▸ **Passage shown**:
Note 6 – Equity Investments     

 

As of September 30, 2012, we had two investments that we account for using the equity method of accounting: Deepwater Gateway and Independence Hub, both of which are included in our Production Facilities segment. 

 

Deepwater Gateway, L.L.C.  In June 2002, we, along with Enterprise Products Partners L.P. (Enterprise), formed Deepwater Gateway, each with a  50% interest, to design, construct, install, own and operate a tension leg platform production hub primarily for Anadarko Petroleum Corporation's Marco Polo field in the Deepwater Gulf of Mexico.  Our investment in Deepwater Gateway totaled $92.3 million and $96.0 million as of September 30, 2012 and December 31, 2011, respectively (including capitalized interest of $1.4 million at September 30, 2012 and December 31, 2011).  Our net distributions from Deepwater Gateway totaled $3.4 million and $6.8 million for the three- and nine-month periods ended September 30, 2012, respectively, compared to $2.2 million and $5.7 million for the respective comparable periods in 2011. 

 

Independence Hub, LLC.  In December 2004, we acquired a 20% interest in Independence Hub, an affiliate of Enterprise.  Independence Hub owns the "Independence Hub" platform located in Mississippi Canyon Block 920 in a water depth of 8,000 feet.    Our investment in Independence Hub was $77.0 million and $79.7 million as of September 30, 2012 and December 31, 2011, respectively (including capitalized interest of $4.7 million and $4.9 million at September 30, 2012 and December 31, 2011, respectively).  Our net distributions from Independence Hub totaled $2.1 million and $6.9 million in the three- and nine-month periods ended September 30, 2012, respectively, compared to $4.6 million and $14.2 million for the respective comparable periods in 2011.

▸ **Data records**:
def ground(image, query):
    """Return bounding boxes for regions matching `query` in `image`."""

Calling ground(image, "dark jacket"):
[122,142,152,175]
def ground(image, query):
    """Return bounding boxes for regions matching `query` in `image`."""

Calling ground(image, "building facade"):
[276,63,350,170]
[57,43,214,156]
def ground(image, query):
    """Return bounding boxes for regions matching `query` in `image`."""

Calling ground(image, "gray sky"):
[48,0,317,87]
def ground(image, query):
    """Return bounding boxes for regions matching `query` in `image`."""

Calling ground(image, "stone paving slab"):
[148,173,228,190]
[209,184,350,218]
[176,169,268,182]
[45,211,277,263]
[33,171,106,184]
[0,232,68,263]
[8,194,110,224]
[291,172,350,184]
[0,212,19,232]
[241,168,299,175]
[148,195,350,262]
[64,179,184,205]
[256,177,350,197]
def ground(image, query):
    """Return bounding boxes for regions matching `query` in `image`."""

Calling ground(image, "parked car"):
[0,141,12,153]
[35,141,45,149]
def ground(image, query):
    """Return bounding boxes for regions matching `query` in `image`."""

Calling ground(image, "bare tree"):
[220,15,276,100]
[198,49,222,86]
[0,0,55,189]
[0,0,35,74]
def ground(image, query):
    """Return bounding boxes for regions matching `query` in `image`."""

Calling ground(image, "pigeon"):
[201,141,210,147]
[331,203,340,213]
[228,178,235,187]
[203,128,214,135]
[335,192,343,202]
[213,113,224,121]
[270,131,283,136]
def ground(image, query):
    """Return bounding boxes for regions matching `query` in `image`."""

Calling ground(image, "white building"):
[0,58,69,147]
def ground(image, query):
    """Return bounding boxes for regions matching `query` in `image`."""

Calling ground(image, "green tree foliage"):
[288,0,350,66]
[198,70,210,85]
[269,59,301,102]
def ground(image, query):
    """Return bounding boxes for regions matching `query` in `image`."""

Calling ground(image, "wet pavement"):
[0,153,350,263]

▸ **Task set**:
1: In the equity investments note, translate this sentence into Spanish: "In December 2004, we acquired a 20% interest in Independence Hub, an affiliate of Enterprise."
2: Turn the records into a JSON list of strings, one string per line, leaving out blank lines. Begin at the first line of the records and stop after the line containing "[0,58,69,147]".

▸ **Task solutions**:
1: En diciembre de 2004, adquirimos una participación del 20% en Independence Hub, una filial de Enterprise.

2:
[
  "def ground(image, query):",
  "    \"\"\"Return bounding boxes for regions matching `query` in `image`.\"\"\"",
  "Calling ground(image, \"dark jacket\"):",
  "[122,142,152,175]",
  "def ground(image, query):",
  "    \"\"\"Return bounding boxes for regions matching `query` in `image`.\"\"\"",
  "Calling ground(image, \"building facade\"):",
  "[276,63,350,170]",
  "[57,43,214,156]",
  "def ground(image, query):",
  "    \"\"\"Return bounding boxes for regions matching `query` in `image`.\"\"\"",
  "Calling ground(image, \"gray sky\"):",
  "[48,0,317,87]",
  "def ground(image, query):",
  "    \"\"\"Return bounding boxes for regions matching `query` in `image`.\"\"\"",
  "Calling ground(image, \"stone paving slab\"):",
  "[148,173,228,190]",
  "[209,184,350,218]",
  "[176,169,268,182]",
  "[45,211,277,263]",
  "[33,171,106,184]",
  "[0,232,68,263]",
  "[8,194,110,224]",
  "[291,172,350,184]",
  "[0,212,19,232]",
  "[241,168,299,175]",
  "[148,195,350,262]",
  "[64,179,184,205]",
  "[256,177,350,197]",
  "def ground(image, query):",
  "    \"\"\"Return bounding boxes for regions matching `query` in `image`.\"\"\"",
  "Calling ground(image, \"parked car\"):",
  "[0,141,12,153]",
  "[35,141,45,149]",
  "def ground(image, query):",
  "    \"\"\"Return bounding boxes for regions matching `query` in `image`.\"\"\"",
  "Calling ground(image, \"bare tree\"):",
  "[220,15,276,100]",
  "[198,49,222,86]",
  "[0,0,55,189]",
  "[0,0,35,74]",
  "def ground(image, query):",
  "    \"\"\"Return bounding boxes for regions matching `query` in `image`.\"\"\"",
  "Calling ground(image, \"pigeon\"):",
  "[201,141,210,147]",
  "[331,203,340,213]",
  "[228,178,235,187]",
  "[203,128,214,135]",
  "[335,192,343,202]",
  "[213,113,224,121]",
  "[270,131,283,136]",
  "def ground(image, query):",
  "    \"\"\"Return bounding boxes for regions matching `query` in `image`.\"\"\"",
  "Calling ground(image, \"white building\"):",
  "[0,58,69,147]"
]